Excerpted passage:
# Can BNR tune a 2011 Holden Cruze 1.4 Turbo? (Australia)



## Muz (Apr 15, 2018)

I live in Australia and I'm unsure if BNR will be able to tune my Cruze. It's a 2011 *Holden* Cruze SRI 1.4 Turbo (manual).

Thanks, Muz...


----------



## Muz (Apr 15, 2018)

Anyone with a Holden got a BNR tune? What year model? The reasons I would see it's not possible is if there are identification differences in the ECU memory that would not allow a flash, or possibly corrupt the ECU or unrecognised VIN numbers. I would like confirmation before making a $700 AUD international purchase, thanks...


----------



## Phalanx (Oct 28, 2017)

contact BnR


----------



## Muz (Apr 15, 2018)

I did last week, haven't heard from them yet. I ordered the tune last night anyway. If it doesn't work, which i'll give a 5% chance, I guess I've wasted some money. But I'll have a BNR tuning device lol. Pretty sure it'll be fine though.


----------



## [email protected] (Nov 12, 2011)

We can definitely tune it, and have tuned several, so no worries there!


----------



## Muz (Apr 15, 2018)

Hi Jerry,

Awesome thanks, I ordered the tune a few days ago. I can't wait to get it! How long can I expect until it's shipped?

Muz...


----------



## Muz (Apr 15, 2018)

Wow it's been shipped already! I only ordered it three days ago. Thanks for the super quick service Jerry! :3tens:


----------



## Muz (Apr 15, 2018)

Given information:

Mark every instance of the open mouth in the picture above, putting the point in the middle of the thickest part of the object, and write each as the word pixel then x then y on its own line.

Problem description: Reproduce the forum thread about BNR tuning a 2011 Holden Cruze 1.4 Turbo in full, word for word.

The reply:
# Can BNR tune a 2011 Holden Cruze 1.4 Turbo? (Australia)



## Muz (Apr 15, 2018)

I live in Australia and I'm unsure if BNR will be able to tune my Cruze. It's a 2011 *Holden* Cruze SRI 1.4 Turbo (manual).

Thanks, Muz...


----------



## Muz (Apr 15, 2018)

Anyone with a Holden got a BNR tune? What year model? The reasons I would see it's not possible is if there are identification differences in the ECU memory that would not allow a flash, or possibly corrupt the ECU or unrecognised VIN numbers. I would like confirmation before making a $700 AUD international purchase, thanks...


----------



## Phalanx (Oct 28, 2017)

contact BnR


----------



## Muz (Apr 15, 2018)

I did last week, haven't heard from them yet. I ordered the tune last night anyway. If it doesn't work, which i'll give a 5% chance, I guess I've wasted some money. But I'll have a BNR tuning device lol. Pretty sure it'll be fine though.


----------



## [email protected] (Nov 12, 2011)

We can definitely tune it, and have tuned several, so no worries there!


----------



## Muz (Apr 15, 2018)

Hi Jerry,

Awesome thanks, I ordered the tune a few days ago. I can't wait to get it! How long can I expect until it's shipped?

Muz...


----------



## Muz (Apr 15, 2018)

Wow it's been shipped already! I only ordered it three days ago. Thanks for the super quick service Jerry! :3tens:


----------



## Muz (Apr 15, 2018)